But what hinders us to cross this hurdle? It is not the dearth of good ideas or shortage of intellectuals with noble intentions. It is the acute shortage of appropriate public forums to collect ideas contributed by the intellectuals; debate them logically and in depth through active participation of the contributors; chalk out concrete measures through consensus and sell them to the people.
No bureaucracy or any other vested interest can resist the power of people motivated to embark upon a clear course of action.
The problem may be due to the ailment of self-aggrandizement and self-seeking to which not just waderas but all of us seem to be afflicted to various degrees.
Even when just three strangers will meet, an order of social ranking will be drawn up immediately in the group.
The collective wisdom of the group will be deemed to rest entirely with the person placed on top. The ideas can only flow from top to be applauded and obeyed by the lower ranks. Reverse flow of ideas is looked down upon, and at best ignored. Only praises can flow upward.
How can there be a forum of even 10 intellectuals when all ten are striving to be ‘leaders’?
Each member should get equal chance to project his idea which others are required to listen to carefully, and not miss the point the contributor is trying to make, and then debate its merits on a logical and rational basis to see if anything of substance can be extracted from it.
Let our elite columnists suggest how to create such forums and define rules of their business so that contributions from the intellectuals of the whole nation are pooled, moulded into concrete plans, and presented to the people.
If we succeed, that will bring the change, which has eluded us for generations. The other option is to keep trying to prove Einstein wrong when he says that doing the same thing over and over again will not bring any different results.
KHALED AHMED
Islamabad

 Death by stoning
IT is concluded from the statement of Zafran Bibi’s lawyer (April 23) that the sentence of stoning to death in a public place has been awarded her on the basis of her confessional statement to having committed the crime.
It is universally accepted that if an accused is convicted on the basis of a portion of his/her own statement, then his/her entire statement made in the court must be taken as correct.
Accordingly, whosoever this unfortunate woman alleges as her tormentor, automatically stands convicted.

* * *

Tasks:
**A)** Translate this sentence from the passage into Spanish: "No bureaucracy or any other vested interest can resist the power of people motivated to embark upon a clear course of action."
**B)** Quote, word for word, the stretch of the passage from "The collective wisdom" through "to be ‘leaders’?".

* * *

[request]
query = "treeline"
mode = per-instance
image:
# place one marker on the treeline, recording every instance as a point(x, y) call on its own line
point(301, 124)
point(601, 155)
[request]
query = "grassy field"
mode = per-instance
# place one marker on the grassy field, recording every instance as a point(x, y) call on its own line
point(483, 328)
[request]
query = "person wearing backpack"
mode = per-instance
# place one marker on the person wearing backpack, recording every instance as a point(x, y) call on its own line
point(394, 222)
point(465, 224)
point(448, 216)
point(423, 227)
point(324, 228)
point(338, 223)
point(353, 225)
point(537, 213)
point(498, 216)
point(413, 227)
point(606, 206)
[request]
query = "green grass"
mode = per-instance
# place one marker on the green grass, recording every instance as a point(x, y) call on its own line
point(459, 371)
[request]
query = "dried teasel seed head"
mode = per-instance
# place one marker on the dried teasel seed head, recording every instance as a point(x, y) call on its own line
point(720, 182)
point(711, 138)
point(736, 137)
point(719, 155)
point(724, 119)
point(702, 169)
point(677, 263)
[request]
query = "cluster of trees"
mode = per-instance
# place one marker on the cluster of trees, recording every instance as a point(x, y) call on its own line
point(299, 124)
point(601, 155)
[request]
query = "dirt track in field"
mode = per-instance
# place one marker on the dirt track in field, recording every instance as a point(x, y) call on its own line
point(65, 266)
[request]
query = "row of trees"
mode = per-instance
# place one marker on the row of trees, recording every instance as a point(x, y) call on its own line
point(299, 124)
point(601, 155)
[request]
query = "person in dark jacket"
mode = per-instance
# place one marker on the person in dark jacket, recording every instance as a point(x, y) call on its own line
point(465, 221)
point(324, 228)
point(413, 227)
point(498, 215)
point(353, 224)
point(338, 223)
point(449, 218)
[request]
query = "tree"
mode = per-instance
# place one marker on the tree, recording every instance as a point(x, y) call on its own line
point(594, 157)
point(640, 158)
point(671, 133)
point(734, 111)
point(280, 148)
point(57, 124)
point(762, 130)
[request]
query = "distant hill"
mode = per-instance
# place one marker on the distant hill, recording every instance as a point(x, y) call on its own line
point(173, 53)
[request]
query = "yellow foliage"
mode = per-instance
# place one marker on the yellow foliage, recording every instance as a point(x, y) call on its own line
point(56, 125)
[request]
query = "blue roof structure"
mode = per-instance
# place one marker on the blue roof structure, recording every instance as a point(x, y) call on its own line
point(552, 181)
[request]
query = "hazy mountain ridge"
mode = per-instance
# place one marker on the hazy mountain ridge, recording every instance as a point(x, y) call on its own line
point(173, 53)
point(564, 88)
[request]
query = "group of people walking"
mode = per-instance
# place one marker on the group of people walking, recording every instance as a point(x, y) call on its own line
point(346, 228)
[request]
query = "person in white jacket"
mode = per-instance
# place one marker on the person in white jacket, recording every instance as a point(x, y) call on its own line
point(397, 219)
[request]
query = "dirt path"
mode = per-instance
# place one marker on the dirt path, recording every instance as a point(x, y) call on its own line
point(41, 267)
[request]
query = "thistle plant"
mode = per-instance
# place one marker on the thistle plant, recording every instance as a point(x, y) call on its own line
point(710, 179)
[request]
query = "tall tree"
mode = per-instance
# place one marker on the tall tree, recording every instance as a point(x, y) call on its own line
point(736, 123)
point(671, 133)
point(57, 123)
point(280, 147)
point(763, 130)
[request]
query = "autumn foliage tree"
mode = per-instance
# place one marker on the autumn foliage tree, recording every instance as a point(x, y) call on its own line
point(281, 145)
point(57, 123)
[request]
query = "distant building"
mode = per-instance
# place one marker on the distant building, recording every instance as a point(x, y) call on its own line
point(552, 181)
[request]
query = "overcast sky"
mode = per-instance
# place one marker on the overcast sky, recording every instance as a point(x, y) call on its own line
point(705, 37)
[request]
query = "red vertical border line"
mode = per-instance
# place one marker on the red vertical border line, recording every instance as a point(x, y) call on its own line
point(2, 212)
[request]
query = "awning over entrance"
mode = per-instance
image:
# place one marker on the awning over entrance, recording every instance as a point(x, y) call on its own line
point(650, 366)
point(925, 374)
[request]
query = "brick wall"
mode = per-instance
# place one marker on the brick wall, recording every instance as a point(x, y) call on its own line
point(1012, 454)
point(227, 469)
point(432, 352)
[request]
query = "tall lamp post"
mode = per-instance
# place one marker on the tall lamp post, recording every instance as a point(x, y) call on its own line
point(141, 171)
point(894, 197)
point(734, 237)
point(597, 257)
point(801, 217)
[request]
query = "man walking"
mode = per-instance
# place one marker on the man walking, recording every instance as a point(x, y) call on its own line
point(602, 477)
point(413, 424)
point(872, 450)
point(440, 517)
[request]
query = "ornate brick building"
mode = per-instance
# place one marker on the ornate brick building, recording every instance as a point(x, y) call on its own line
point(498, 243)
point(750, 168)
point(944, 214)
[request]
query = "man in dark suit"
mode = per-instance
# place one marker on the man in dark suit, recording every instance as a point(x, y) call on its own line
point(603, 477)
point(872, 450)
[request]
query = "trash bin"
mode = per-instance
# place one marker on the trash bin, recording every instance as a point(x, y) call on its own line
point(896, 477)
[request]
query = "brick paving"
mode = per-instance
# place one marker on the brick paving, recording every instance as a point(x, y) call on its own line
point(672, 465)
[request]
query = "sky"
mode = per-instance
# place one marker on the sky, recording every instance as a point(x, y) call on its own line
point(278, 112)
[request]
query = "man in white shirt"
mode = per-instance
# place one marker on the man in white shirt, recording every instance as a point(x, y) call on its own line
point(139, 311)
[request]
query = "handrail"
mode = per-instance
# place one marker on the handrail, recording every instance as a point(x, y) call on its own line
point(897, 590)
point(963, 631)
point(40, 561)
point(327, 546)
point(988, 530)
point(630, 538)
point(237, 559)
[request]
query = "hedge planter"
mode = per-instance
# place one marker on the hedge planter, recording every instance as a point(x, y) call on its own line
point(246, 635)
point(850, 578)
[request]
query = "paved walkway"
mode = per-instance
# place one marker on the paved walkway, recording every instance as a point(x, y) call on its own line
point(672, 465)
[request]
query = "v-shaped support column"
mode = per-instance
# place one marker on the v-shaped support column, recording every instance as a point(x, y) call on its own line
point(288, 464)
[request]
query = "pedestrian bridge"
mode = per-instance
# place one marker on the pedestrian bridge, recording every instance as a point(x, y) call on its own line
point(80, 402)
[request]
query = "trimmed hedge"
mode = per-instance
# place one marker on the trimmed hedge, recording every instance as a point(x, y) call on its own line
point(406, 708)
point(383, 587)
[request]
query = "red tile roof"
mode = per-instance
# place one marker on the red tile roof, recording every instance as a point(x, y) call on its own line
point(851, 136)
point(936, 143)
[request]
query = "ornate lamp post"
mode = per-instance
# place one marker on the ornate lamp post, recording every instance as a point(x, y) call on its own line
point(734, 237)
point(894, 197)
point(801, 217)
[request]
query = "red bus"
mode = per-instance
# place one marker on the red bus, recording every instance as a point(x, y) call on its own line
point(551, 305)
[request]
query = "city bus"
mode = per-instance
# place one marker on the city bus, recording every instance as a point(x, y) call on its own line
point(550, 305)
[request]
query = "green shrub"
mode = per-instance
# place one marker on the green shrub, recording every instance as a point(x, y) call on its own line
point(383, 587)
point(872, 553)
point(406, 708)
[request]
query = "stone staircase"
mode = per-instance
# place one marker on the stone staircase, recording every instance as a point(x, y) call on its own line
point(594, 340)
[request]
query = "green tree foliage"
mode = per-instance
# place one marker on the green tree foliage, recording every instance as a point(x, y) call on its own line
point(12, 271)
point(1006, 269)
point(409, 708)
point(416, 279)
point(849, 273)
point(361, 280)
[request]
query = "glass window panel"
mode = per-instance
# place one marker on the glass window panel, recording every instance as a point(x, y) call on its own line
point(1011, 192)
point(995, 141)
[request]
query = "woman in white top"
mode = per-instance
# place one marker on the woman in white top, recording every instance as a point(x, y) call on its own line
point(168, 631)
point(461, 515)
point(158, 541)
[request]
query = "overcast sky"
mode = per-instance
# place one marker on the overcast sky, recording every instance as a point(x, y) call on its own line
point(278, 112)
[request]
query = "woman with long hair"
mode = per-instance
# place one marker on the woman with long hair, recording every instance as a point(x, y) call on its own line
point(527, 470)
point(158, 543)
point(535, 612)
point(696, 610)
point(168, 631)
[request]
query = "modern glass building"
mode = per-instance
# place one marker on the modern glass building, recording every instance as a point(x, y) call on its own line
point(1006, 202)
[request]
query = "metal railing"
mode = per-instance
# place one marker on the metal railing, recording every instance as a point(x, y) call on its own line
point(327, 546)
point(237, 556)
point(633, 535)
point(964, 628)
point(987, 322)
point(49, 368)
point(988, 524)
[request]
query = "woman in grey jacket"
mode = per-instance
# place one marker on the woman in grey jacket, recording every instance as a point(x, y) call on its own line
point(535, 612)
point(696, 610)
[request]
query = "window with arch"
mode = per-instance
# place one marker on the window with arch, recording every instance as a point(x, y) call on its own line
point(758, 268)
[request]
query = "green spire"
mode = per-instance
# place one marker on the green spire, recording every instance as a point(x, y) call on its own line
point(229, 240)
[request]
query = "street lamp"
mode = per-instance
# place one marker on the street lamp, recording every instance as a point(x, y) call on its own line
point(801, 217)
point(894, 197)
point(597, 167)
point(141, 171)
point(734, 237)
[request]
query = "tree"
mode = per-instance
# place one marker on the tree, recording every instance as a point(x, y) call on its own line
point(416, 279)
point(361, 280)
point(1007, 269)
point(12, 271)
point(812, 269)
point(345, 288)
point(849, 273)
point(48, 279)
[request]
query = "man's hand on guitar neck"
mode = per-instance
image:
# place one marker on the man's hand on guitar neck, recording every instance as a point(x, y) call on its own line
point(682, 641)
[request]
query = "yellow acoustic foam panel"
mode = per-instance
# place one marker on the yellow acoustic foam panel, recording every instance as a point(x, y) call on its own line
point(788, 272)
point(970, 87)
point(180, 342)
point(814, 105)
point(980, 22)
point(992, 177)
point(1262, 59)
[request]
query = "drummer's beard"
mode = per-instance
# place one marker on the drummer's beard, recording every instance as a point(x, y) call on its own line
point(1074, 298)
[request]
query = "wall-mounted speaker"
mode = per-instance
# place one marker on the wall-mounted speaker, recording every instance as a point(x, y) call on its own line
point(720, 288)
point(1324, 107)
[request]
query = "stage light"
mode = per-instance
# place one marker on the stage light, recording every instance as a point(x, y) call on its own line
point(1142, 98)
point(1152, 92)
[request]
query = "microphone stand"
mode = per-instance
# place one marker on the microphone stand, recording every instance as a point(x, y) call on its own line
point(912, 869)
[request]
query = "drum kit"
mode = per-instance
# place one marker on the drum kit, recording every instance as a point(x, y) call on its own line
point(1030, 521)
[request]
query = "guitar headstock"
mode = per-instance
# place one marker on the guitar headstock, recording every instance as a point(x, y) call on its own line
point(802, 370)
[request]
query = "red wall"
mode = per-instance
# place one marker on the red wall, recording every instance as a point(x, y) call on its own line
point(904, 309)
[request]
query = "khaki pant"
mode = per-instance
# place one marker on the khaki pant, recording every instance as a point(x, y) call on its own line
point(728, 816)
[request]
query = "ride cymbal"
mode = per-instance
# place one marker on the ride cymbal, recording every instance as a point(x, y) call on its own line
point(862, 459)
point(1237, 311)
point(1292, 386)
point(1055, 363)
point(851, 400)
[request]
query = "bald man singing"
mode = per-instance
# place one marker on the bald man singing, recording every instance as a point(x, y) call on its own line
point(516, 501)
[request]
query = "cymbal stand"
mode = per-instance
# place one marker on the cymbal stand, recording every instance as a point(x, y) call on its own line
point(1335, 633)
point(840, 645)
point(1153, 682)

* * *

Solution list:
**A)** Ninguna burocracia ni ningún otro interés creado puede resistir el poder de la gente motivada a emprender un curso de acción claro.

**B)**
The collective wisdom of the group will be deemed to rest entirely with the person placed on top. The ideas can only flow from top to be applauded and obeyed by the lower ranks. Reverse flow of ideas is looked down upon, and at best ignored. Only praises can flow upward.
How can there be a forum of even 10 intellectuals when all ten are striving to be ‘leaders’?